**What to produce:** Nothing but the lines from the one containing "blush pink rose." through the last line of the records below should be copied, exactly and without pictures.

___

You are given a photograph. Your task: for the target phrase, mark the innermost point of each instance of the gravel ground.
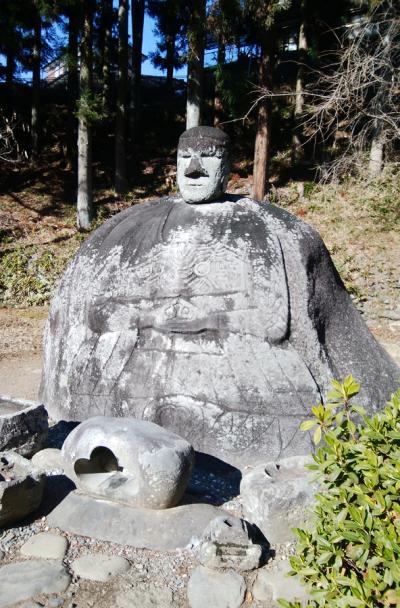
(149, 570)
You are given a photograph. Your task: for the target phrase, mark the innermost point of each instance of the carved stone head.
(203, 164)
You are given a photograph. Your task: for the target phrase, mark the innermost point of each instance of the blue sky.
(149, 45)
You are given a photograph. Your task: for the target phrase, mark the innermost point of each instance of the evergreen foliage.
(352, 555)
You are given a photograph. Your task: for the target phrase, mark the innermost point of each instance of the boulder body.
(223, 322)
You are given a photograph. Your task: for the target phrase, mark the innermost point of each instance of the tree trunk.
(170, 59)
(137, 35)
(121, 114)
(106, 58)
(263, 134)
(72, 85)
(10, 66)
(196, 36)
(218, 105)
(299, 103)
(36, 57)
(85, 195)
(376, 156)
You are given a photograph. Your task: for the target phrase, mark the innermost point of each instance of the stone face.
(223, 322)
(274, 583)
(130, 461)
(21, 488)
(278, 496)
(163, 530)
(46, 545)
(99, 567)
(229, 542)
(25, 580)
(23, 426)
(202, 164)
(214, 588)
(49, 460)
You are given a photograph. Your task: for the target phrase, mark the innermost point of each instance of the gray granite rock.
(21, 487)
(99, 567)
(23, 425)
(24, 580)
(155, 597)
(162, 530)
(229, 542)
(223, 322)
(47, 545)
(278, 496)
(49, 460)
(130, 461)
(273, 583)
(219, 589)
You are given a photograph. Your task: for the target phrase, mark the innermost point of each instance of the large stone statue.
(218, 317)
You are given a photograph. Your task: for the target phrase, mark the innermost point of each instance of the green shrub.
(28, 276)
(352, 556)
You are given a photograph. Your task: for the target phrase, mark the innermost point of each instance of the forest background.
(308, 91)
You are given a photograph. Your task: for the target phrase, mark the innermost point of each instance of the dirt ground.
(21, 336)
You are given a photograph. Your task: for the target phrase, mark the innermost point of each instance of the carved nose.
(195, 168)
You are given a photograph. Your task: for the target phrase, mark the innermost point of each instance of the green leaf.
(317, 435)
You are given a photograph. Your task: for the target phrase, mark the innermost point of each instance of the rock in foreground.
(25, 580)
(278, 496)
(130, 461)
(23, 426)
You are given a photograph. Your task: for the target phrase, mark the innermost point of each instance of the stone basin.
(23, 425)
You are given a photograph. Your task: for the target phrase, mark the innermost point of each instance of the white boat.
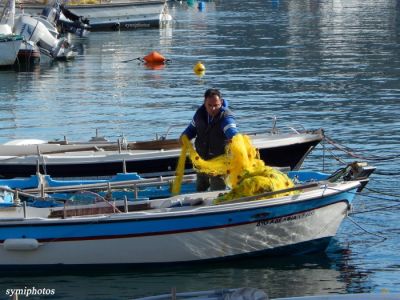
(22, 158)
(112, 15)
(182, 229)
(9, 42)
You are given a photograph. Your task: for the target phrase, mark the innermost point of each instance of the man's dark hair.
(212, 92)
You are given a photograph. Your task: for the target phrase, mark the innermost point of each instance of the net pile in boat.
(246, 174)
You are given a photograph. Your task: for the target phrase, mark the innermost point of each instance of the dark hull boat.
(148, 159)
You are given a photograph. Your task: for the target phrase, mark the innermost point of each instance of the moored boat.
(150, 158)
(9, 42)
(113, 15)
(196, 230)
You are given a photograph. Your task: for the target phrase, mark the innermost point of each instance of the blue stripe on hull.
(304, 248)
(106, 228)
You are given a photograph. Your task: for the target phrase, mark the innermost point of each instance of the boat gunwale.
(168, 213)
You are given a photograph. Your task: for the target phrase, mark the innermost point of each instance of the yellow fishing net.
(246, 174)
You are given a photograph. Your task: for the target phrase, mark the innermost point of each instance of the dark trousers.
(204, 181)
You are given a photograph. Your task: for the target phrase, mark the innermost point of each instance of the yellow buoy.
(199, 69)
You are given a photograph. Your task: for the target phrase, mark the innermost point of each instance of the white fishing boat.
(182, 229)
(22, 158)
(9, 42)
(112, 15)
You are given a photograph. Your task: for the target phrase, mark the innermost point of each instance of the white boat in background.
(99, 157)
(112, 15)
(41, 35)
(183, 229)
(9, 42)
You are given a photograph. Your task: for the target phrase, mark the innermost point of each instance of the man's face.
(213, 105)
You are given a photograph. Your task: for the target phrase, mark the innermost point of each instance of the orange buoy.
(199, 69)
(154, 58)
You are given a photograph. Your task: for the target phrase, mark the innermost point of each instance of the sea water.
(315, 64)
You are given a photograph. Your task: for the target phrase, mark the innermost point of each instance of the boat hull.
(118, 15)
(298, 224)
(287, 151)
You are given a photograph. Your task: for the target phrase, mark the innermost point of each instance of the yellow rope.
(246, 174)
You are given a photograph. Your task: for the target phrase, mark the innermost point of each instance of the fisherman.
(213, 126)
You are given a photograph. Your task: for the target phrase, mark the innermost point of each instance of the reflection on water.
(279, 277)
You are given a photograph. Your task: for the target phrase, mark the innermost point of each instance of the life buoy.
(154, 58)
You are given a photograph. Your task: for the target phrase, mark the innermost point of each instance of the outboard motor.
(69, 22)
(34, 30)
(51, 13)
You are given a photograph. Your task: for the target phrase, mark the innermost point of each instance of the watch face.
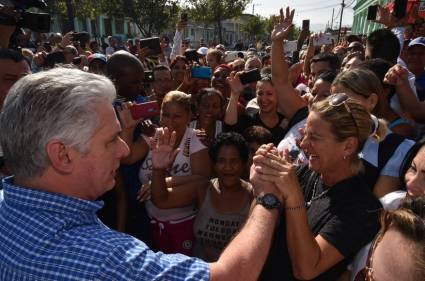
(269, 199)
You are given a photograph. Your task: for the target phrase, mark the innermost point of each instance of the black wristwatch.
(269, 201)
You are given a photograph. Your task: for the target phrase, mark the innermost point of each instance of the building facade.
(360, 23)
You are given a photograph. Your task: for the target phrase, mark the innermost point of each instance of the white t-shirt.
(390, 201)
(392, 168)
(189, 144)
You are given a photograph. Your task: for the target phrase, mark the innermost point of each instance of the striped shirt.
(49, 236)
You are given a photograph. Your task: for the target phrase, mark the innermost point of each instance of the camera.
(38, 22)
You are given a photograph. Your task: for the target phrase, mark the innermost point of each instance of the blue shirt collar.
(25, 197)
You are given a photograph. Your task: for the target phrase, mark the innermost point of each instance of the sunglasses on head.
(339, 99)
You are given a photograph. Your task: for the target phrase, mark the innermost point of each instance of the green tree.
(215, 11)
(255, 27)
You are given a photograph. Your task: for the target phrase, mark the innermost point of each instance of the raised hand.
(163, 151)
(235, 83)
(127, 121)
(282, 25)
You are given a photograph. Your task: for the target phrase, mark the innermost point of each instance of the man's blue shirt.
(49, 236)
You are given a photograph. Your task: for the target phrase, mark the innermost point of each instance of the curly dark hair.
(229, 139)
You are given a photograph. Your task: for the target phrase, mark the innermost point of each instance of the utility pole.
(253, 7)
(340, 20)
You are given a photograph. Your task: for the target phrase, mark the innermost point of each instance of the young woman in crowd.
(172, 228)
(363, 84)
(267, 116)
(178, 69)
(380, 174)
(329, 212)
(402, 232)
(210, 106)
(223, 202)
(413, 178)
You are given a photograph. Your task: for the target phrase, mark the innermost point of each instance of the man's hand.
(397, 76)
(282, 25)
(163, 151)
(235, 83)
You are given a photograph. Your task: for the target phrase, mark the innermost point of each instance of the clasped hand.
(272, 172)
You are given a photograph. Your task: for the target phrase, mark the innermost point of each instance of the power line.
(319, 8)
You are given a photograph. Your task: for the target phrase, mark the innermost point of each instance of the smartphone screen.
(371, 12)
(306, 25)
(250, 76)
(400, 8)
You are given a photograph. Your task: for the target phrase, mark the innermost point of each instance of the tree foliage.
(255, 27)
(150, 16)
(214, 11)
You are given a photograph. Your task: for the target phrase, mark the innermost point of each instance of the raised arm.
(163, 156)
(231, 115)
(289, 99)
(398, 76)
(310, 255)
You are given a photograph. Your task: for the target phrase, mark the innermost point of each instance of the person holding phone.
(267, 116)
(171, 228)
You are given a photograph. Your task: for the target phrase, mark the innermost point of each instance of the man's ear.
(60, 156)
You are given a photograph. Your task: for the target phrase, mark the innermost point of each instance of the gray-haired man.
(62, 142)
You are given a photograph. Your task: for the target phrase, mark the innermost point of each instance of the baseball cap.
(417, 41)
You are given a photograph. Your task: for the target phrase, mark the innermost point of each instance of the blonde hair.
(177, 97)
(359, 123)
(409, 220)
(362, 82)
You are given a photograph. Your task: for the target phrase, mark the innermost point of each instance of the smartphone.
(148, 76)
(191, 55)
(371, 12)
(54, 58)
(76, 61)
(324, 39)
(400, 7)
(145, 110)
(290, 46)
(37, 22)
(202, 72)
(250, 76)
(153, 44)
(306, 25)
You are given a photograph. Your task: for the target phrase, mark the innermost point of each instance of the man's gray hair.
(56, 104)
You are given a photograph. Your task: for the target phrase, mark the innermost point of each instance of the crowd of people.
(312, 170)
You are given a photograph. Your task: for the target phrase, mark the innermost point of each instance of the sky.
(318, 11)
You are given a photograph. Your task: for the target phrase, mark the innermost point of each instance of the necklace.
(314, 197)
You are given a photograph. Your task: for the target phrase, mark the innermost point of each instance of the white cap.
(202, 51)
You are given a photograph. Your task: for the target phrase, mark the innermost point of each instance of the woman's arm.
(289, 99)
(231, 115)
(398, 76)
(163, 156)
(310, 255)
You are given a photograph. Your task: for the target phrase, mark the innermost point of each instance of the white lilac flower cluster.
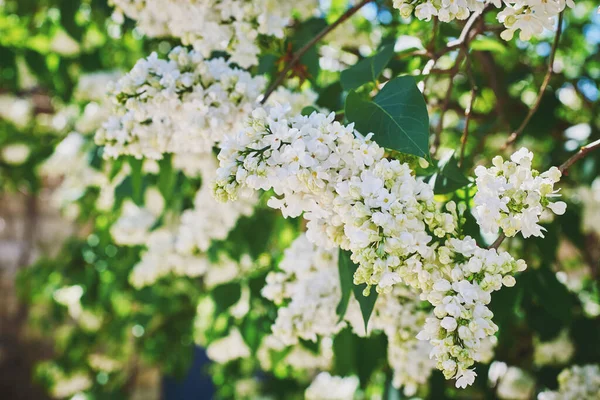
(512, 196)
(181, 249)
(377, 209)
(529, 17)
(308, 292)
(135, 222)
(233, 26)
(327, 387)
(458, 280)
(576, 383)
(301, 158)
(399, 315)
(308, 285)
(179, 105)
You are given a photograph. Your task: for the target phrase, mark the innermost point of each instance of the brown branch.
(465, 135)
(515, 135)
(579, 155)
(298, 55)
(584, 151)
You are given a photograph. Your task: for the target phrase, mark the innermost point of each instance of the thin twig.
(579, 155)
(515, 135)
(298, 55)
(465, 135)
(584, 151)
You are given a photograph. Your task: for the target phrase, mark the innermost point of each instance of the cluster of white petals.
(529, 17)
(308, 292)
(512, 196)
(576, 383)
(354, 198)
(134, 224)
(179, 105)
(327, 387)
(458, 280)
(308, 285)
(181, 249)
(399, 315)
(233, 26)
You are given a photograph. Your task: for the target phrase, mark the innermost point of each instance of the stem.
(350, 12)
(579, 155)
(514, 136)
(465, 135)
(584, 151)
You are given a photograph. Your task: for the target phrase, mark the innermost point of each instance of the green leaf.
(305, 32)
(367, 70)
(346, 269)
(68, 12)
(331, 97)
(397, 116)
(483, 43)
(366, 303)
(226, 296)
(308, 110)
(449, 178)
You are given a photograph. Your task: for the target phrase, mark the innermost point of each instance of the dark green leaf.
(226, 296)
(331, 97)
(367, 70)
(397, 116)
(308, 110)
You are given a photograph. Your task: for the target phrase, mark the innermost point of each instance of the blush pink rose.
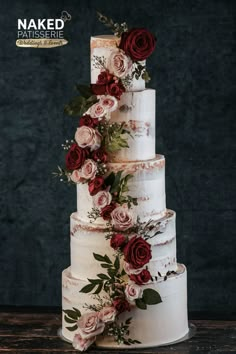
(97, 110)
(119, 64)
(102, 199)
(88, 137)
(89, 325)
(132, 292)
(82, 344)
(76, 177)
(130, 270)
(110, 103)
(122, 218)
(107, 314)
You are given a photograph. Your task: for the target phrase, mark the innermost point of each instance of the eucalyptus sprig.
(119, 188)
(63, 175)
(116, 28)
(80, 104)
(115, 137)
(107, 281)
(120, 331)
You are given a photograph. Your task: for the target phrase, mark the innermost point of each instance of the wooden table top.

___

**Exercise solution:**
You are given a photograph. Your task: for the target phrase, mark the innermost point of each instance of the blush pink rose.
(97, 110)
(119, 64)
(102, 199)
(88, 137)
(89, 325)
(132, 292)
(82, 344)
(76, 177)
(130, 270)
(110, 103)
(122, 218)
(107, 314)
You are given a photograph. Your task: for the target phrase, mark the innermost point of each instance of the eucalyptus sprig.
(119, 188)
(63, 175)
(116, 28)
(80, 104)
(115, 137)
(107, 281)
(120, 331)
You are given a photograph. Your task: for the target phrase, mark the innermost point of each instance of the wooden table top.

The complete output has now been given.